[Items listed in a dataset]
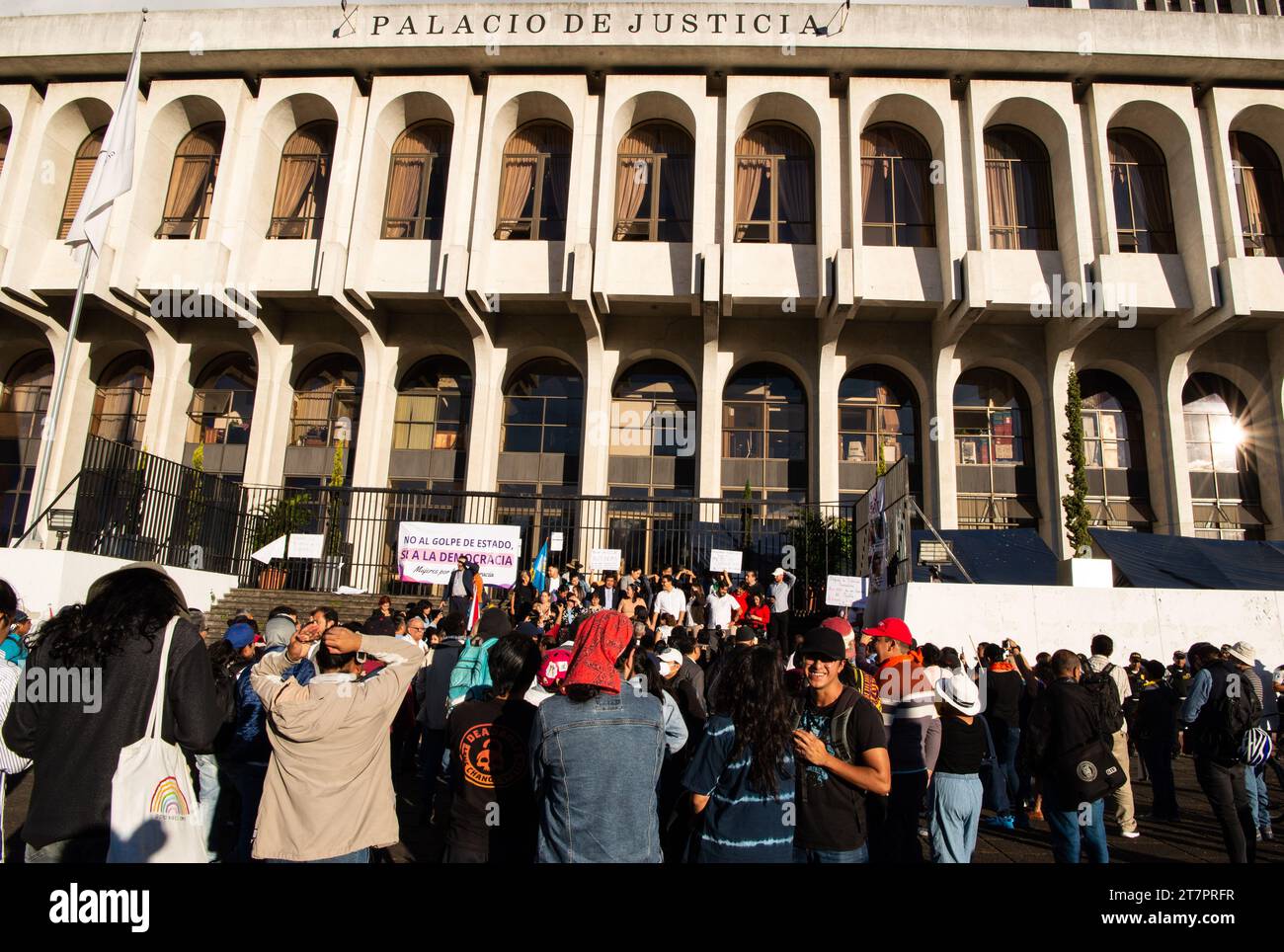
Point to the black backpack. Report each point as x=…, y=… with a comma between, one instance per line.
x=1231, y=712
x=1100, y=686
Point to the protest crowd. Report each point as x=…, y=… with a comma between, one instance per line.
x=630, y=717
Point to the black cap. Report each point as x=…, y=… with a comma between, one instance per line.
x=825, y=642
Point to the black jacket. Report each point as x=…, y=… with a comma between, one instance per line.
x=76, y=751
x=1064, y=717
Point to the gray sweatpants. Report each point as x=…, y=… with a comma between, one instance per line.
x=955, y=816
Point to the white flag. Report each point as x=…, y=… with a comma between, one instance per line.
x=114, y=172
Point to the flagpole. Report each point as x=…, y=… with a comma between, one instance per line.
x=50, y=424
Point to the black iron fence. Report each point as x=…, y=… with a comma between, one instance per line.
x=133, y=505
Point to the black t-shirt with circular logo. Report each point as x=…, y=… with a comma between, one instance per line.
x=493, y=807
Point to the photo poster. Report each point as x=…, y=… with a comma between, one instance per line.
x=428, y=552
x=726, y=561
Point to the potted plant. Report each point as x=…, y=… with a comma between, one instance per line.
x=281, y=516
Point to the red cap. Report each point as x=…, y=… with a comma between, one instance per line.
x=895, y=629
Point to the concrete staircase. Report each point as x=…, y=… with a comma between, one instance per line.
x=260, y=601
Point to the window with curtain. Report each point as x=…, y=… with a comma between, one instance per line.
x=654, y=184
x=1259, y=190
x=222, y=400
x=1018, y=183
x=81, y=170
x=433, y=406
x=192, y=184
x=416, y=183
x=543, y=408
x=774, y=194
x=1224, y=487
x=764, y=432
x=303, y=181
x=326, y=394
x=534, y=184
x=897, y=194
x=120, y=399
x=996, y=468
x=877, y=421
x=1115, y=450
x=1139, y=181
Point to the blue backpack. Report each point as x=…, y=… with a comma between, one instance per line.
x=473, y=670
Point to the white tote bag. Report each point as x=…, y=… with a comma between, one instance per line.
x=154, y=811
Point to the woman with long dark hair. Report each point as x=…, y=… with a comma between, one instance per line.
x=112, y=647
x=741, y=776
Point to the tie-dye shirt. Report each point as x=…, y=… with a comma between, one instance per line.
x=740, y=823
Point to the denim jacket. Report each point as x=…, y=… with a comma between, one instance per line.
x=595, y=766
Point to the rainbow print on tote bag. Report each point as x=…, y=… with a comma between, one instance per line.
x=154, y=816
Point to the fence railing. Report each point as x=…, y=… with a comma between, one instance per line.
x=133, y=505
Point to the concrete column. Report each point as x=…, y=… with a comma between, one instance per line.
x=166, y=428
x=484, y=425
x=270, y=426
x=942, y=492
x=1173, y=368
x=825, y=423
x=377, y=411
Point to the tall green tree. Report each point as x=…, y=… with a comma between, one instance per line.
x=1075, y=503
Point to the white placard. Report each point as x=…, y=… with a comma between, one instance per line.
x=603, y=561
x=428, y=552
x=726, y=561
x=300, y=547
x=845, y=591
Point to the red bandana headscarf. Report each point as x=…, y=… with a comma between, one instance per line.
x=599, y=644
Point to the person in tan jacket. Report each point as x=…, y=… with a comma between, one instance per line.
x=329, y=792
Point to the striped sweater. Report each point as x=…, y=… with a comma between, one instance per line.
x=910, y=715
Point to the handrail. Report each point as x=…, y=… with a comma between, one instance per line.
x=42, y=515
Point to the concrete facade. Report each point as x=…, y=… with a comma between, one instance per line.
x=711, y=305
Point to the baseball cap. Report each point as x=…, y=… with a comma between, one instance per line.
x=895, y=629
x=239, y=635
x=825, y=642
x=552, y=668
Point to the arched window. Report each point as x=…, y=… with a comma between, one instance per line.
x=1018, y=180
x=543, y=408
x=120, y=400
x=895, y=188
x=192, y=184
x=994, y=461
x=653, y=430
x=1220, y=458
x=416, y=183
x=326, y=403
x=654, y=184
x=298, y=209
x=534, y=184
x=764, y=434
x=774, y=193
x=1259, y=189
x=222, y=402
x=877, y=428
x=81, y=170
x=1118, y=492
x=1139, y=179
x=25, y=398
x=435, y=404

### Exercise goal:
Please lay out every line of the rows above as a JSON list of strings, one string per line, with blank lines omitted. Leave the pictures out of your answer.

### Exercise response:
[
  "Point to the black backpack. Report each point as x=…, y=… with a comma between, one instance per line.",
  "x=1231, y=712",
  "x=1100, y=686",
  "Point to the protest crowd. Report each point as x=…, y=… with a comma between, one instance per line.",
  "x=630, y=717",
  "Point to the black cap. Report each point as x=…, y=… with a comma between, one instance per line.",
  "x=825, y=642",
  "Point to the black jacket. Report each point as x=…, y=… with a comma between, one instance per line.",
  "x=76, y=751",
  "x=1064, y=717",
  "Point to the gray sweatpants. Report each point as x=…, y=… with a comma between, one instance per line.",
  "x=955, y=816",
  "Point to the white flag. Report each point as x=…, y=… with a comma between, one instance per line.",
  "x=114, y=172",
  "Point to the flagpole. Report each point as x=…, y=… with a comma between, one instance per line.",
  "x=50, y=424",
  "Point to the black iron fence. Report each point as x=…, y=… with a comma between, one instance per line.",
  "x=133, y=505",
  "Point to the black t-shirt with circular logo. Report each point as x=…, y=… with a comma between, one instance per line.",
  "x=493, y=807",
  "Point to the photo poster. Report each point as x=…, y=… with a comma between, one instance per line.",
  "x=428, y=552",
  "x=726, y=561",
  "Point to the potted plant. Report each point as x=…, y=… with a comma between, one instance per line.",
  "x=281, y=516",
  "Point to the red cap. Report each point as x=…, y=… with a comma between, one instance per line.",
  "x=895, y=629",
  "Point to the concrete staircase. Report each point as x=…, y=… with a comma between, one instance per line.",
  "x=260, y=601",
  "Point to the window with curtain. Report each point as x=…, y=… with a comma between, one instance per line.",
  "x=654, y=184",
  "x=1259, y=190",
  "x=222, y=400",
  "x=1018, y=183",
  "x=81, y=170",
  "x=433, y=406",
  "x=192, y=184",
  "x=416, y=183",
  "x=543, y=408",
  "x=774, y=194",
  "x=1224, y=487",
  "x=764, y=432",
  "x=303, y=181",
  "x=326, y=394",
  "x=534, y=184",
  "x=897, y=194",
  "x=120, y=399",
  "x=996, y=468",
  "x=877, y=421",
  "x=1115, y=450",
  "x=1139, y=181",
  "Point to the blue backpack. Report each point as x=…, y=… with a comma between, one instance per line.",
  "x=473, y=670",
  "Point to the white tote bag. Report each point as x=…, y=… with a comma between, one instance per line.",
  "x=154, y=811",
  "Point to the woman with long dark hair. Report each point as x=…, y=… with a comma between, one instance per line.",
  "x=112, y=647",
  "x=741, y=776",
  "Point to the tie-dye shirt. Report each point as x=…, y=… with a comma between, one instance per line.",
  "x=740, y=823",
  "Point to the denim jacket. Report each point as x=…, y=… with a comma between, one instance per line.",
  "x=595, y=766",
  "Point to the rainbow print on tote bag. Report each point as x=…, y=… with a comma between, one instance per line.",
  "x=154, y=816",
  "Point to the fence railing. Report each point as x=…, y=… with a comma between, one instance per line.",
  "x=133, y=505",
  "Point to the concrete column. Report each point as x=…, y=… with a comma between, one instance per line.",
  "x=166, y=428",
  "x=484, y=425",
  "x=270, y=426",
  "x=942, y=492",
  "x=1173, y=368",
  "x=825, y=423",
  "x=377, y=411",
  "Point to the tall green tree. Report each point as x=…, y=… with a comma between, one instance per line.",
  "x=1075, y=503",
  "Point to the white placard. Report each point as x=…, y=… with a comma between, one instance per line.",
  "x=603, y=561",
  "x=428, y=552",
  "x=726, y=561",
  "x=300, y=547",
  "x=845, y=591",
  "Point to the red bandana headscarf. Report each point as x=…, y=… with a comma between, one instance per line.",
  "x=599, y=644",
  "Point to the person in tan jacket. Report each point as x=…, y=… with a comma between, one instance per line.",
  "x=329, y=792",
  "Point to the striped sweater. Report each point as x=…, y=… with a comma between, one instance per line.",
  "x=910, y=715",
  "Point to the handrail. Report each point as x=…, y=… with a comma between, one instance per line.",
  "x=42, y=515",
  "Point to the concrete facade. Report each point as x=…, y=… with a comma between, one instance per line.",
  "x=711, y=305",
  "Point to the baseball cap. Report each point as x=…, y=… with a comma between, one instance per line.",
  "x=895, y=629",
  "x=239, y=635",
  "x=825, y=642",
  "x=552, y=668",
  "Point to the arched window. Report each point as x=…, y=… with a comma between, one instance per line.",
  "x=1018, y=180",
  "x=543, y=408",
  "x=120, y=400",
  "x=895, y=188",
  "x=192, y=184",
  "x=994, y=461",
  "x=653, y=430",
  "x=1220, y=458",
  "x=416, y=183",
  "x=326, y=403",
  "x=654, y=184",
  "x=298, y=209",
  "x=534, y=184",
  "x=764, y=434",
  "x=774, y=193",
  "x=1259, y=189",
  "x=222, y=402",
  "x=877, y=428",
  "x=81, y=170",
  "x=1118, y=492",
  "x=1139, y=179",
  "x=25, y=398",
  "x=435, y=404"
]